• **Task details**:
Below is a block of entries; repeat exactly the lines starting at the line that contains "Task: kindly identify the seal whisker" and ending at the line that contains "Task: kindly identify the grey", both included.

(Collected data entries)

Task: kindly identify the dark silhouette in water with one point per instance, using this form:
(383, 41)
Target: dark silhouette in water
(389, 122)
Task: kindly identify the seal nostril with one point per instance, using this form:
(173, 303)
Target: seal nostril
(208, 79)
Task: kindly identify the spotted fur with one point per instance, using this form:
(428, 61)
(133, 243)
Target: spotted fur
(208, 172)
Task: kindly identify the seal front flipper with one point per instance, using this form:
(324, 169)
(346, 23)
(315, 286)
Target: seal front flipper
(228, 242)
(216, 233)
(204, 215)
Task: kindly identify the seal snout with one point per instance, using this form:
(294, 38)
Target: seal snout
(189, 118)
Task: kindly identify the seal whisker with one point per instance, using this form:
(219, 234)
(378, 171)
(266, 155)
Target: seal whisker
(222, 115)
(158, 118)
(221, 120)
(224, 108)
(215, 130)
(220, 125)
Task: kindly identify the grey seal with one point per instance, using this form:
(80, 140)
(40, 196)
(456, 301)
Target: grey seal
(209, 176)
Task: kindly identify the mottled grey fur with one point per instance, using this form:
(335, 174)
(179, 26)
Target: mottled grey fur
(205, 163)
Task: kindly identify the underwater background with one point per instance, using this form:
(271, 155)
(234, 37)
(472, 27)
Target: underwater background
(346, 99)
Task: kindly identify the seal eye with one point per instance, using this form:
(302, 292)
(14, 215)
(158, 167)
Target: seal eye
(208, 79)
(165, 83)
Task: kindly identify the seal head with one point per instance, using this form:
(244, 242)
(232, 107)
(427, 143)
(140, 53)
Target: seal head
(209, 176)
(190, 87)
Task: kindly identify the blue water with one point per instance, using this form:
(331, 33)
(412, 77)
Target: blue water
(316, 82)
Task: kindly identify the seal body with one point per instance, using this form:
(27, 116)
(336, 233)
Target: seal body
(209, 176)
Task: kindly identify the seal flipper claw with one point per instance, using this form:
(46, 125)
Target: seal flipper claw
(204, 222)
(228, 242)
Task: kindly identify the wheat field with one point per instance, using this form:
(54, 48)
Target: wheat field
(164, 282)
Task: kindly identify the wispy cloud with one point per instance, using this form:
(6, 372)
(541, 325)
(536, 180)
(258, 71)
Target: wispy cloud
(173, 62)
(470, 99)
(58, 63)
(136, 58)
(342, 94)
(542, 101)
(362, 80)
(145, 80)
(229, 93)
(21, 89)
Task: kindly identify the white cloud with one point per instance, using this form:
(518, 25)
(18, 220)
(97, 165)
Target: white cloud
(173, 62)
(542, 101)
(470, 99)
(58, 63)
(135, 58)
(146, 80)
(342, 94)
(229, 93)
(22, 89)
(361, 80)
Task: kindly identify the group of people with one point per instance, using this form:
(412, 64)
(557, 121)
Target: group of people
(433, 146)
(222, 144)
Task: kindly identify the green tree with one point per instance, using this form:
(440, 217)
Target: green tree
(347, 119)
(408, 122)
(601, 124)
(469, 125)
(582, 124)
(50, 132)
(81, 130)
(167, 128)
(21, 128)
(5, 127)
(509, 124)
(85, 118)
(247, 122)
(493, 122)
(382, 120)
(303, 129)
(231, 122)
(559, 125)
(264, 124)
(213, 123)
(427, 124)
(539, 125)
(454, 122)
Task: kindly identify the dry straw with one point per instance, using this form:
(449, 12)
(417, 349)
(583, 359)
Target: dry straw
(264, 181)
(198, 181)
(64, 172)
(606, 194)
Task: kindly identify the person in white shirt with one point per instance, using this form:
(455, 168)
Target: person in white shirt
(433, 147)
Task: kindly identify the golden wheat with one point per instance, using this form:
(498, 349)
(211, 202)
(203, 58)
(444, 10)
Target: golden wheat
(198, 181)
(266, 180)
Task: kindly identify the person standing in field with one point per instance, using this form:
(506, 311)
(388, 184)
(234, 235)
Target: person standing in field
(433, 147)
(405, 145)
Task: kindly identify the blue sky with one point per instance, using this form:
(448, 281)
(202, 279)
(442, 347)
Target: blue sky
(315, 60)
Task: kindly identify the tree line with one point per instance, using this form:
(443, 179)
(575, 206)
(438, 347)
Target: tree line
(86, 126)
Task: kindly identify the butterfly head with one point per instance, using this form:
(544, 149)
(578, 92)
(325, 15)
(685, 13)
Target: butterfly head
---
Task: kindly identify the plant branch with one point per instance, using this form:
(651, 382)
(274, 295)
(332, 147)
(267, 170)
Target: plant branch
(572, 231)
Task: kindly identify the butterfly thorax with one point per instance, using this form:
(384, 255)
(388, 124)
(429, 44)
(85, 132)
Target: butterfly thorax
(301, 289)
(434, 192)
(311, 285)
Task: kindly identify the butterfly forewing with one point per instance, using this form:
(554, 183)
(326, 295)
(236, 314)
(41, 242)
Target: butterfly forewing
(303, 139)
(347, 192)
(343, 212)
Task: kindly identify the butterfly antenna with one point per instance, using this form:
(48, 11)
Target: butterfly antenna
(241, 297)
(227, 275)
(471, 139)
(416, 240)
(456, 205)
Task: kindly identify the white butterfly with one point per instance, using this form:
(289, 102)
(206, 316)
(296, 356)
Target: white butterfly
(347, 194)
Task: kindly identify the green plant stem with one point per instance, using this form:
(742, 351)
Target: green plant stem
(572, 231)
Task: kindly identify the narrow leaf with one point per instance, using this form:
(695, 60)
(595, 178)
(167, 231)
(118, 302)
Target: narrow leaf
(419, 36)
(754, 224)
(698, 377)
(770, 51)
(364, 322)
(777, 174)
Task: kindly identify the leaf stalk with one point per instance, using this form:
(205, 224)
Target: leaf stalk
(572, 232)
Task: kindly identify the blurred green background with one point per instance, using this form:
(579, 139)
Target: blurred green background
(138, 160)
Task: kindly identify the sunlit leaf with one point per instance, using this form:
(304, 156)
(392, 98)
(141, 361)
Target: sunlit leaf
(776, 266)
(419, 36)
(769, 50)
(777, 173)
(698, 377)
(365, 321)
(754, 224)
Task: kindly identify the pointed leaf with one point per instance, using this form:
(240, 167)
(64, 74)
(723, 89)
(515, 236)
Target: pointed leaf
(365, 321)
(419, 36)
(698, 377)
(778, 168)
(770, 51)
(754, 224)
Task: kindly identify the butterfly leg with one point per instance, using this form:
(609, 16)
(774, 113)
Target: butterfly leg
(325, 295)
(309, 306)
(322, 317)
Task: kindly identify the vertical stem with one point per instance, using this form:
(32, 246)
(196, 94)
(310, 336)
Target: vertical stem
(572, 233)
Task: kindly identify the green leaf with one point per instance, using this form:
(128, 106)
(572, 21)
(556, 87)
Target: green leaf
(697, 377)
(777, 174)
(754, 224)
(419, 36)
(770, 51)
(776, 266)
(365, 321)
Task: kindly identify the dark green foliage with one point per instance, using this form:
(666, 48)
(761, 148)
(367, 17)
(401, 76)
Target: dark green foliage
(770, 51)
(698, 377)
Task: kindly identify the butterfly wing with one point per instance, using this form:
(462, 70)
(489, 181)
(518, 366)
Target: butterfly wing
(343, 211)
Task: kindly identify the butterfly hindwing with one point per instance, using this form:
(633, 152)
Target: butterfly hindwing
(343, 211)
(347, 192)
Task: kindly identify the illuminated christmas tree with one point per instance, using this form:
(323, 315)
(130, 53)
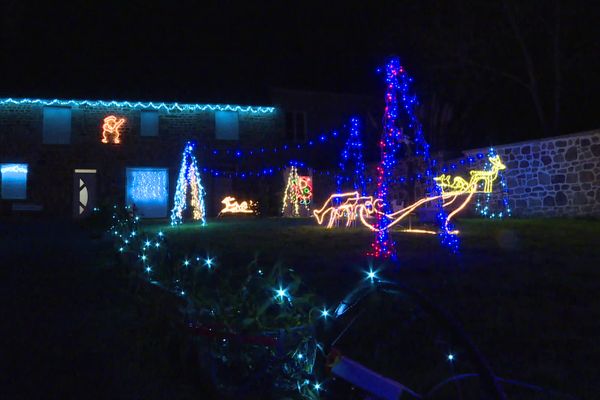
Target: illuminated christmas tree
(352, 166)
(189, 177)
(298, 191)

• **Your response**:
Task: kindly identify the seal whisker with one point per instance, using this form:
(219, 234)
(378, 171)
(266, 155)
Target: seal whisker
(222, 115)
(158, 118)
(221, 120)
(224, 108)
(215, 130)
(220, 125)
Task: kindly identify the grey seal with one point per instance, using this form:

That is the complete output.